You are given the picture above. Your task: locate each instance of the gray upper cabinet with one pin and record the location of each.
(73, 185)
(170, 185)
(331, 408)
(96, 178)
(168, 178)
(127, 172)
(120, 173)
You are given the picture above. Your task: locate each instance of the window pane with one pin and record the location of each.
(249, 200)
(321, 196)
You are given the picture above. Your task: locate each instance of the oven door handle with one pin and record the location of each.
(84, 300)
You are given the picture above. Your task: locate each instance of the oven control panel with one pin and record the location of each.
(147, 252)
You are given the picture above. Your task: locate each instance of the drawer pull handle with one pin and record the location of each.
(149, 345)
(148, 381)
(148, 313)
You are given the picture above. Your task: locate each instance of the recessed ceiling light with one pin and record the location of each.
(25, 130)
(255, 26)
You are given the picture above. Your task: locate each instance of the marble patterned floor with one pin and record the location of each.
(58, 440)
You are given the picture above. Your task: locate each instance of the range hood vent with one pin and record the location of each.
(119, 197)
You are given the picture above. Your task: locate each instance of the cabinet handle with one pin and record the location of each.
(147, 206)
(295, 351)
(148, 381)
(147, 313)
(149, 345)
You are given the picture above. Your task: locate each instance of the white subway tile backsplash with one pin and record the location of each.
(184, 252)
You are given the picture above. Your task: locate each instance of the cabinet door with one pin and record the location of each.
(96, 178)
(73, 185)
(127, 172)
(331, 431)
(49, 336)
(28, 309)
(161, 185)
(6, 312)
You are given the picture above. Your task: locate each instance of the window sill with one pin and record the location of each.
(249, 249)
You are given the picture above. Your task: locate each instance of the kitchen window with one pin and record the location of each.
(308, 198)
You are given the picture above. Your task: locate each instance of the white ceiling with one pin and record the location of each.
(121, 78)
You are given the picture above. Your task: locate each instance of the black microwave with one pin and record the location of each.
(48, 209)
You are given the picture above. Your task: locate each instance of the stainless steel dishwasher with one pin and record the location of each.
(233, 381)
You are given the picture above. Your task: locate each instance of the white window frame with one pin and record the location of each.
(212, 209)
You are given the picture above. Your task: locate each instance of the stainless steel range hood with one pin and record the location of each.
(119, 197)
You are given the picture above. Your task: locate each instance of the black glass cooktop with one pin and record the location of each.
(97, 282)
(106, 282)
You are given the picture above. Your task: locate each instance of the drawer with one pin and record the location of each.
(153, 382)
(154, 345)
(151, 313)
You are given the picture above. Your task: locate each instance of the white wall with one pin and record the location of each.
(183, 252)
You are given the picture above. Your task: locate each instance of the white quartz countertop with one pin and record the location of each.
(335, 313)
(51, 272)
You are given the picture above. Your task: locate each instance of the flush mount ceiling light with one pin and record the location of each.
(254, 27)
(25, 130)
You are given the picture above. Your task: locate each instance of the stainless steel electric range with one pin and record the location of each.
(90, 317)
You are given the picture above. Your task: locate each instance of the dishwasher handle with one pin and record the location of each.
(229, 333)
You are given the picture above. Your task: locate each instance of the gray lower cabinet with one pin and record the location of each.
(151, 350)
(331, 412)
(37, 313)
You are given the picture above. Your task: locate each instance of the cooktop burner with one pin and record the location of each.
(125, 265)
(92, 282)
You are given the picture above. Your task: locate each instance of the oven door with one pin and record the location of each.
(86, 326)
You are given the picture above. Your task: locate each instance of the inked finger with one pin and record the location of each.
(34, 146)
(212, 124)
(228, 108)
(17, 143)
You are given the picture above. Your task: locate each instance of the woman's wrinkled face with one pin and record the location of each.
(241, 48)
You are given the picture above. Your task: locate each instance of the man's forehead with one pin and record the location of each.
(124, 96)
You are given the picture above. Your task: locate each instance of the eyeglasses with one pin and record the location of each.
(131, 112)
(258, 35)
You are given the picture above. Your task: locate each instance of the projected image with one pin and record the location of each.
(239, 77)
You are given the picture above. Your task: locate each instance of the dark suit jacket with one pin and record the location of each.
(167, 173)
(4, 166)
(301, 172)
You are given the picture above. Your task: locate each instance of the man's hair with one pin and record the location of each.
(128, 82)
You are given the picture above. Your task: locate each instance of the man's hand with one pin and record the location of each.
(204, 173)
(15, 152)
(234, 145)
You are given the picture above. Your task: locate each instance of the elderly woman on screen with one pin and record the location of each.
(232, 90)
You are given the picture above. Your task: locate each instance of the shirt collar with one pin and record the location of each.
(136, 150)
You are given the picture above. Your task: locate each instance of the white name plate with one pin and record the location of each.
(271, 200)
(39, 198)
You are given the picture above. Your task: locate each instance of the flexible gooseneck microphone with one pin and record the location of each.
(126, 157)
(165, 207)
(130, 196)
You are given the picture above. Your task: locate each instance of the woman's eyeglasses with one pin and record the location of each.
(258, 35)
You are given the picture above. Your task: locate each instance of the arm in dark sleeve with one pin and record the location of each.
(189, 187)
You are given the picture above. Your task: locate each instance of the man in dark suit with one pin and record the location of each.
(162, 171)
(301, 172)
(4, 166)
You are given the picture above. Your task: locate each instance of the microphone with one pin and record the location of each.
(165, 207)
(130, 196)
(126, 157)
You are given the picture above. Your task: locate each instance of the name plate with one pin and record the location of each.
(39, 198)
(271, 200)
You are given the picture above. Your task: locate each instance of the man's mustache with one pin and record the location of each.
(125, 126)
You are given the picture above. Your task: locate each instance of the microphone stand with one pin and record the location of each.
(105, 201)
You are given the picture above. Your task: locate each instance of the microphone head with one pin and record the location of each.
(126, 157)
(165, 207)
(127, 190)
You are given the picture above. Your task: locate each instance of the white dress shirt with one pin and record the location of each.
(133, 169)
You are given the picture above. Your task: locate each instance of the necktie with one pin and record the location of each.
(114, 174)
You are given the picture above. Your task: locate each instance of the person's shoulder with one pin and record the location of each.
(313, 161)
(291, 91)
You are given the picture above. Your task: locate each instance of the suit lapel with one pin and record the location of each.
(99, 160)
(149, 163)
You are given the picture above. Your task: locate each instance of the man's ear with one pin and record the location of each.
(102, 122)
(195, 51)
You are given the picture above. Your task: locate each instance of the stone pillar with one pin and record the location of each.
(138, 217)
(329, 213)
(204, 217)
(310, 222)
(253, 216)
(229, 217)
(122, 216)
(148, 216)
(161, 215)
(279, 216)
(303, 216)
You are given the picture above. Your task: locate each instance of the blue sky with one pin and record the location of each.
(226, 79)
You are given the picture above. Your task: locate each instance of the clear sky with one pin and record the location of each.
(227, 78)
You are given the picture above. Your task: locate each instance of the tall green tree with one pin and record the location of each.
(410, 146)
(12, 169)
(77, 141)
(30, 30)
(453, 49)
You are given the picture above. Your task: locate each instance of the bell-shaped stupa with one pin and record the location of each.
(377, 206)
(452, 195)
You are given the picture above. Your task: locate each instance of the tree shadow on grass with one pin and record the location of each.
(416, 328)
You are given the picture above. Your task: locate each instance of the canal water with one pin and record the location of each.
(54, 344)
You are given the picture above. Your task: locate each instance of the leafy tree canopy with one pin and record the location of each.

Aim of the task: Lay out the lines of the entries as a JSON list of strings, one string per line and with blank lines left out, beginning at the line that has "of the canal" and ending with the last line of the entries.

Exercise solution:
[
  "You are given the picture above. Your task: locate each instance of the canal water with one pin and record the location of each.",
  "(54, 344)",
  "You are given the picture above. Your task: locate each instance of the leafy tree canopy with one pin and record the location of each."
]